§ **WHAT IS REQUIRED**
Reproduce every one of the entries below word for word, line by line.

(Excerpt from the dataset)

___

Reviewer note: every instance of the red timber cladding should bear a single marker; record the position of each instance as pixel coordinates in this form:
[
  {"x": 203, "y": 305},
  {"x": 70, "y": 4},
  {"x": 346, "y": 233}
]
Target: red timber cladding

___

§ **REPLY TO THE TASK**
Reviewer note: every instance of the red timber cladding should bear a single marker; record the position of each instance as pixel coordinates in this form:
[
  {"x": 203, "y": 305},
  {"x": 70, "y": 4},
  {"x": 346, "y": 233}
]
Target: red timber cladding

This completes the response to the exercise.